▶ [PROBLEM SET]:
**1.** For the letter about the Glass Cliff, decide whether each statement below agrees with it, answering yes or no and quoting the words of the letter that settle it. (a) The research was published in the British Journal of Management. (b) One study examined the performance of FTSE 250 companies. (c) Appointing a woman director was followed by a drop in company performance.
**2.** In the letter about the Glass Cliff, what happened to the share price of companies that appointed a woman during a general financial downturn?
**3.** Write the next part of the letter about the Glass Cliff, picking up after its last sentence.

The Glass Cliff

Dear friend of CIFAR,

The White Cliffs of Dover. The Niagara Escarpment. The sheer canyons of Yosemite National Park. Impressive precipices all, but none is so daunting as the Glass Cliff. Though the Glass Cliff is a metaphorical formation, it has very significant consequences for women who dare scale the heights of power. When women break through the glass ceiling, becoming presidents, CEO’s or taking on other leadership roles, these tend to be in organizations that are experiencing severe difficulty. As a result, ground beneath them is more likely to crumble, sending them plummeting – over the Glass Cliff. This has led to a widespread and dangerous misperception that women leaders cause poor performance, when in fact, our research suggests it is the other way around.

If it were true that poor company performance could be directly attributed to women being given top jobs, it would seem to undermine the case of those who lobby for women to be given leadership roles on grounds that their diverse strengths can benefit the companies that employ them.

However, our research, published in the British Journal of Management, Academy of Management Review, and Leadership Quarterly, indicates that such pessimism may be unfounded. Rather than women leaders causing poor company performance, poor company performance may lead to the appointment of women to positions of leadership.

In one of our studies, we conducted an extensive investigation of the performance of FTSE 100 companies, before and after the appointment of a male or female board member. This analysis revealed a surprising and complex story.

The appointment of a woman director was not associated with a subsequent drop in company performance. Indeed, in a time of a general financial downturn, companies that appointed a woman actually experienced a marked increase in share price after the appointment.

▶ [RECORDS SUPPLIED]:
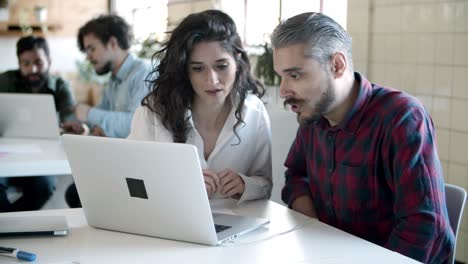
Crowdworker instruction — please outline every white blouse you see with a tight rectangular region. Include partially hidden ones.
[128,95,272,202]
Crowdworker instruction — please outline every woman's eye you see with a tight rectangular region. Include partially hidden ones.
[289,73,301,80]
[192,66,203,72]
[216,63,229,70]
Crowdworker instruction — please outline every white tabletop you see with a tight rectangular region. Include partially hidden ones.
[0,201,418,264]
[0,137,71,177]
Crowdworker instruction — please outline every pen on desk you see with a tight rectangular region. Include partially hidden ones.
[0,247,36,261]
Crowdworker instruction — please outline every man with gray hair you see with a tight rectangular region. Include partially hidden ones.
[271,13,455,263]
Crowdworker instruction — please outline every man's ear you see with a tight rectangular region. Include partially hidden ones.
[331,52,348,78]
[107,36,119,49]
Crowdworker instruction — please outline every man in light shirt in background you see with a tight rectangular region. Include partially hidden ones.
[62,15,151,138]
[62,15,151,207]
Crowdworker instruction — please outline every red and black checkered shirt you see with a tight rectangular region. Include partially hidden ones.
[282,73,455,263]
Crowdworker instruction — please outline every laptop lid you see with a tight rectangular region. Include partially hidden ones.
[0,93,60,139]
[62,135,268,245]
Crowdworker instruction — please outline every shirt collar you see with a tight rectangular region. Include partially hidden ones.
[47,74,57,92]
[111,53,136,82]
[317,72,372,134]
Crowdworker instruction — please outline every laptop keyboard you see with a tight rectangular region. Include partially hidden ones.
[215,224,232,233]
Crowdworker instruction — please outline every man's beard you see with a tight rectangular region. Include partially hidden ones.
[284,78,336,126]
[23,72,49,90]
[94,61,112,75]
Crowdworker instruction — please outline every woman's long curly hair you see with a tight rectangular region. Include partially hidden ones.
[142,10,265,143]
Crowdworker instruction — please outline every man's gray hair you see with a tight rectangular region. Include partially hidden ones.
[271,12,353,72]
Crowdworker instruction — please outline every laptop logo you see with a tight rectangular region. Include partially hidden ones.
[125,178,148,199]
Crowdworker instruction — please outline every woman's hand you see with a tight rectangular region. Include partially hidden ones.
[218,169,245,197]
[203,169,220,197]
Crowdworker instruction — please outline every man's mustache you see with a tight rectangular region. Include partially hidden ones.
[283,98,304,107]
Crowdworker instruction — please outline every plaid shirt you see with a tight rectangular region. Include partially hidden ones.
[282,73,455,263]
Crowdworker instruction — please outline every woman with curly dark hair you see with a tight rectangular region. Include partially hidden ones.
[128,10,272,201]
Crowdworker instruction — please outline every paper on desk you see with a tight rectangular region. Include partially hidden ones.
[0,144,42,154]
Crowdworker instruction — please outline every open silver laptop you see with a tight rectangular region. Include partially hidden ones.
[0,93,60,139]
[62,135,269,245]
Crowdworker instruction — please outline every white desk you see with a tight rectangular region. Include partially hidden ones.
[0,201,418,264]
[0,137,71,177]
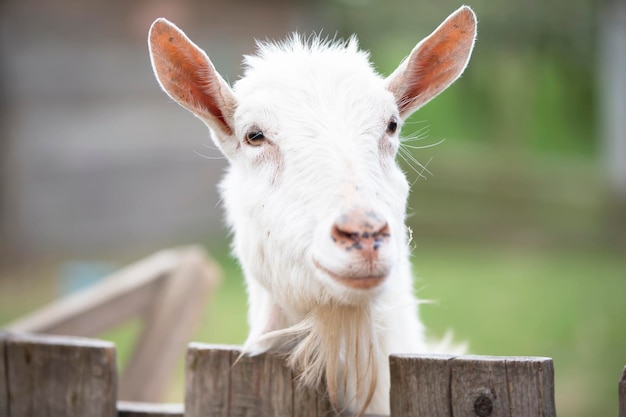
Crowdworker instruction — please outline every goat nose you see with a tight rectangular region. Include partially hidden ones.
[331,209,389,260]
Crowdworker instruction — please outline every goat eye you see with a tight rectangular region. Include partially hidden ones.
[387,117,398,135]
[246,129,265,146]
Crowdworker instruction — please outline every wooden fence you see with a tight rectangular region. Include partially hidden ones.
[0,246,221,402]
[0,333,626,417]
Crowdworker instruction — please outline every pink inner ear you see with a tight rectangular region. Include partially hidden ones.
[397,8,476,112]
[150,20,232,134]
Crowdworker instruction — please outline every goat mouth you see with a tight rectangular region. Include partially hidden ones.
[313,259,387,290]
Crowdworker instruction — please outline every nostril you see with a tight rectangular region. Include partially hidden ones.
[331,209,390,251]
[330,224,360,243]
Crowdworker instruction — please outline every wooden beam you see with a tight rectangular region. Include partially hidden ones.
[185,343,335,417]
[5,335,117,417]
[390,355,556,417]
[120,247,221,401]
[7,250,179,337]
[389,355,453,417]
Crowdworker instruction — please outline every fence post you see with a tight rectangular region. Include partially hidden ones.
[390,355,556,417]
[185,343,332,417]
[117,401,185,417]
[4,335,117,417]
[618,366,626,417]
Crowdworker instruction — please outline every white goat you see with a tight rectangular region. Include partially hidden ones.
[149,6,476,414]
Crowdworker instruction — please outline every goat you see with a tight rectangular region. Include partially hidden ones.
[148,6,476,414]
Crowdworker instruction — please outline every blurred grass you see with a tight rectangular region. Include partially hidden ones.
[0,239,626,417]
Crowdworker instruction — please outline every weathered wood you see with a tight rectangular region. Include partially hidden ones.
[8,246,220,401]
[185,343,240,417]
[389,355,453,417]
[120,247,220,401]
[117,401,185,417]
[7,250,179,337]
[505,357,556,416]
[5,335,117,417]
[618,366,626,417]
[0,331,10,417]
[450,356,510,417]
[390,355,556,417]
[185,343,335,417]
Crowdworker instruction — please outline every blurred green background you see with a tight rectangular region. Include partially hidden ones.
[0,0,626,417]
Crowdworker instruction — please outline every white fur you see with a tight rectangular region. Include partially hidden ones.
[150,8,475,414]
[227,37,425,413]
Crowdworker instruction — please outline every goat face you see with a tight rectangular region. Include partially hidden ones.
[222,41,408,308]
[149,7,475,313]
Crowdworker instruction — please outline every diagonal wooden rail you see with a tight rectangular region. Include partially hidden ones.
[7,246,221,401]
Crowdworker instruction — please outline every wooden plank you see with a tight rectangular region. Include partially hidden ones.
[389,355,454,417]
[261,354,294,416]
[505,357,556,417]
[292,378,334,417]
[185,343,335,417]
[119,247,221,401]
[5,335,117,417]
[117,401,185,417]
[450,356,510,417]
[389,355,556,417]
[0,331,9,417]
[618,366,626,417]
[7,250,179,337]
[185,343,241,417]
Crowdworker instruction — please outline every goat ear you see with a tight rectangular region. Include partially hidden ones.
[148,18,236,140]
[386,6,476,118]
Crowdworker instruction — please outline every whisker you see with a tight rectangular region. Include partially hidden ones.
[401,138,446,149]
[398,148,426,179]
[400,148,433,179]
[193,145,225,160]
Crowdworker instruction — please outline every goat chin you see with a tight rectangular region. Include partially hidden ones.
[245,303,380,413]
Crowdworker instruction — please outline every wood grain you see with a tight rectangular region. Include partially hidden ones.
[5,335,117,417]
[185,343,336,417]
[618,366,626,417]
[117,401,185,417]
[119,247,221,401]
[505,357,556,417]
[389,355,453,417]
[185,343,240,417]
[450,356,510,417]
[390,355,556,417]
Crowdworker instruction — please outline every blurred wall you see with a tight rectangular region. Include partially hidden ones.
[0,0,324,256]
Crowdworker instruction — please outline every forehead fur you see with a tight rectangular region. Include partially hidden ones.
[244,33,373,77]
[234,33,393,126]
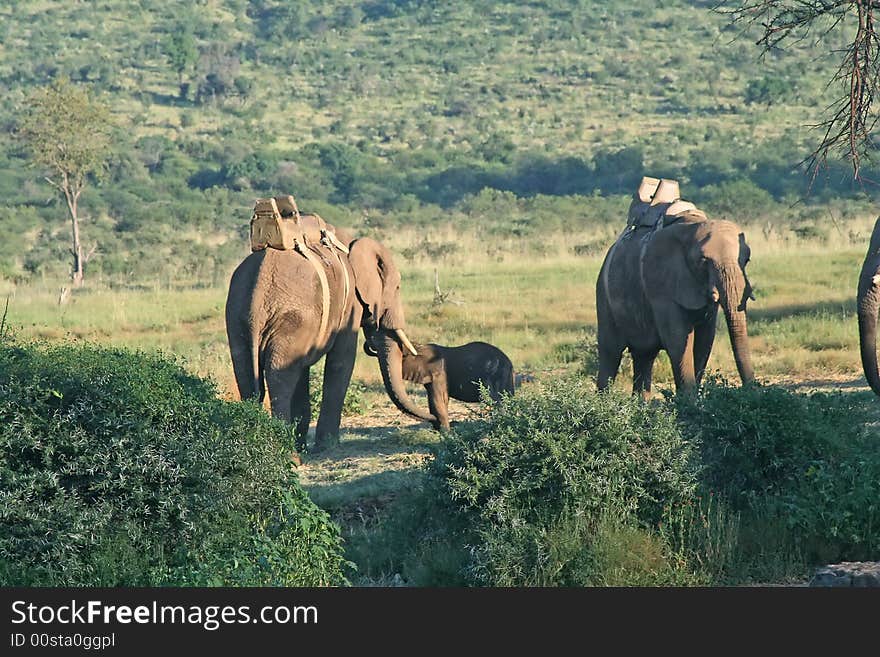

▶ [ANSWER LIST]:
**1.**
(a) Yes: "published in the British Journal of Management, Academy of Management Review, and Leadership Quarterly"
(b) No: "the performance of FTSE 100 companies"
(c) No: "The appointment of a woman director was not associated with a subsequent drop in company performance."

**2.** They experienced a marked increase in share price after the appointment.

**3.**
But more interesting were the fluctuations in company performance leading up to the appointment of women to boards of directors. In a time of a general financial downturn, companies that appointed a woman to their board had experienced consistently poorer performance in the five months preceding the appointment than those who appointed only men.

It therefore appears that after having broken through a glass ceiling women are actually more likely than men to find themselves on a glass cliff, meaning their positions of leadership are risky or precarious.

Our research found similar results in politics, where women are asked to run in less winnable seats or given riskier cabinet positions, and in law, where women are assigned to more risky legal cases than are men.

Now we are continuing our research by studying the social and psychological processes that contribute to glass cliffs and the long-term implications of placing women in precarious leadership positions.

Best wishes from the frontiers of human knowledge.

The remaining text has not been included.